# TO DO
#1 Repeat the passage of the safety critical task analysis text starting at "What is Safety" and ending at "and recommended controls.", word for word.
#2 Go on with the safety critical task analysis text from the point where it stops.

BEGIN ARTICLE

Safety Critical Task Analysis (SCTA) UK

We identify and assess human error potential in safety-critical tasks using structured methodologies aligned with HPOG, IOGP 454, and HSE guidance. Our SCTA programmes support COMAH compliance, safety case submissions, and operational improvement initiatives.

Every SCTA engagement is led by Dr. Chizaram Dagogo-Nwankwo, Chartered Ergonomist (C.ErgHF, CIEHF), with published peer-reviewed research in human factors and accident causation in high-hazard industries.

What is Safety Critical Task Analysis?

Safety Critical Task Analysis is a structured method for identifying the tasks within an operation where human error could directly cause or contribute to a major accident event. It goes beyond conventional hazard identification by examining not just what could go wrong, but the human performance conditions — cognitive demands, time pressure, interface design, procedural clarity — that determine how likely an error is and how recoverable it is if it occurs.

SCTA is not an audit of compliance. It is an analysis of the interaction between people, tasks, and systems under real operating conditions. The output is a prioritised register of critical tasks with documented error modes, contributing factors, and recommended controls.

END ARTICLE
BEGIN LISTED ENTRIES

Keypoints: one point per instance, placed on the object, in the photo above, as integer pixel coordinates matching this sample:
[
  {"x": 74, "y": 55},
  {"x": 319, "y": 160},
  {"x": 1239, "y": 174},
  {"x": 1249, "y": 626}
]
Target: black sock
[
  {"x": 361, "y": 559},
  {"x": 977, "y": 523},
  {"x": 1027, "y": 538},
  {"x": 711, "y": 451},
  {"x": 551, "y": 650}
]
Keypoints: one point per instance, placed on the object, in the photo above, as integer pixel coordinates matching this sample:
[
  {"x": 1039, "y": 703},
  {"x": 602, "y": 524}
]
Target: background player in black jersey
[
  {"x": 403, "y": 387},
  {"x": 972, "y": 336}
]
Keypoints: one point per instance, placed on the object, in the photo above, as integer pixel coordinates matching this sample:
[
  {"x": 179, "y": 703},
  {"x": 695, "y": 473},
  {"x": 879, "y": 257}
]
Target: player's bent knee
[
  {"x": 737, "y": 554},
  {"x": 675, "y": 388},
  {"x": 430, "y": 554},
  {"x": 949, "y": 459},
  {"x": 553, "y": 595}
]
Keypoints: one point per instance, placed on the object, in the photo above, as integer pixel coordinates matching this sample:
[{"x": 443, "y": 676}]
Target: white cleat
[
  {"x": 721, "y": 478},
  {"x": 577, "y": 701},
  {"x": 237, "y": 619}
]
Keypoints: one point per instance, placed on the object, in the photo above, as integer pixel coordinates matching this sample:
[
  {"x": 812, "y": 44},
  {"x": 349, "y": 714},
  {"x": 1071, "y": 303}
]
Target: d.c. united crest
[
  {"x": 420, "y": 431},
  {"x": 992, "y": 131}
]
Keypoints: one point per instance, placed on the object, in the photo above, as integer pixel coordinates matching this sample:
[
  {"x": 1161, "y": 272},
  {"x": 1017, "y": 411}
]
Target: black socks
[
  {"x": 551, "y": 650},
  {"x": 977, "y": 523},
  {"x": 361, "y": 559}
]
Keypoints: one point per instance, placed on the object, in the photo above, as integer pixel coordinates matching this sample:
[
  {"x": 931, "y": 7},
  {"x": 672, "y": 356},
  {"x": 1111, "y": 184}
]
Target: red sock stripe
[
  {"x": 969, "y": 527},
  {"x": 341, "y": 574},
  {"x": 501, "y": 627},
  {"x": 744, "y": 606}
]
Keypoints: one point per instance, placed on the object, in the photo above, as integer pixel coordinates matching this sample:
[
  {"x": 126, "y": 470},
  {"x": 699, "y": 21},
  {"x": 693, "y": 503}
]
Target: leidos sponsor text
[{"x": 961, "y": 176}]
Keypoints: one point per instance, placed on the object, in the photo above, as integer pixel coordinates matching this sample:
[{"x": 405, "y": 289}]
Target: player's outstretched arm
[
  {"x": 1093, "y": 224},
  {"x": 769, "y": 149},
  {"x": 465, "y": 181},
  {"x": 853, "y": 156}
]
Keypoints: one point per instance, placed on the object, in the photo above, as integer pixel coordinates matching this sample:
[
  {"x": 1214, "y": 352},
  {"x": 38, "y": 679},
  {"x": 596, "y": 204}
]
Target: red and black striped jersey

END LISTED ENTRIES

# ANSWERS TO EACH TASK
#1
What is Safety Critical Task Analysis?

Safety Critical Task Analysis is a structured method for identifying the tasks within an operation where human error could directly cause or contribute to a major accident event. It goes beyond conventional hazard identification by examining not just what could go wrong, but the human performance conditions — cognitive demands, time pressure, interface design, procedural clarity — that determine how likely an error is and how recoverable it is if it occurs.

SCTA is not an audit of compliance. It is an analysis of the interaction between people, tasks, and systems under real operating conditions. The output is a prioritised register of critical tasks with documented error modes, contributing factors, and recommended controls.

#2
In the UK, SCTA is referenced in HSE Research Report RR1189, the Energy Institute's guidance on human factors in process safety, and IOGP Report 454. It is a core component of demonstrating human factors competence in COMAH safety cases and SEMSCA submissions.

Who needs this service

  1. COMAH-regulated sites
    Upper and lower tier COMAH sites are expected by the HSE to demonstrate that human factors have been considered in the identification and management of major accident hazards. An SCTA provides the documented evidence of that consideration. Without it, safety case reviews and competent authority inspections routinely identify human factors as a gap.
  2. Offshore and onshore oil and gas operators
    IOGP 454 sets the expectation for human factors engineering across the project lifecycle. SCTA is the primary tool for identifying and managing human error in operations, maintenance, and emergency response tasks. Operators preparing for SEMSCA, DCR compliance, or internal safety case review use SCTA to demonstrate systematic human factors assessment.
  3. Chemical and process manufacturers
    Facilities handling hazardous substances where a single operational error could trigger a loss of containment, fire, or explosion. SCTA identifies which tasks carry the highest human error risk and what controls reduce that risk to as low as reasonably practicable.
  4. Energy and utilities operators
    Power generation, water treatment, and energy distribution facilities where safety-critical tasks are carried out under time pressure, shift patterns, and with ageing plant. SCTA is used to assess task demands against operator capabilities and identify where the gap is widest.
  5. Organisations following a major incident
    Where a serious near miss or incident has occurred and the investigation has identified human factors as a contributing cause, SCTA provides the structured follow-up analysis that regulators expect to see in the corrective action plan.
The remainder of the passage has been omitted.